## Assigned task
Work out the count of lines in the material where the string "hand" shows up, and reply with it alone.

## Entries provided
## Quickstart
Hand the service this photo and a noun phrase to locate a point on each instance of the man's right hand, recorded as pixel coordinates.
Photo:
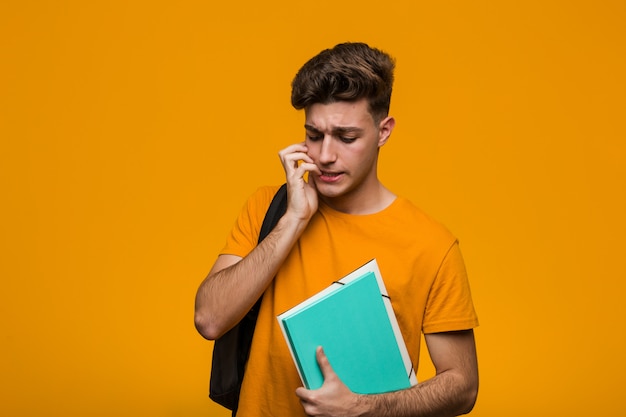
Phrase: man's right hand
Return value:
(302, 195)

## Answer box
2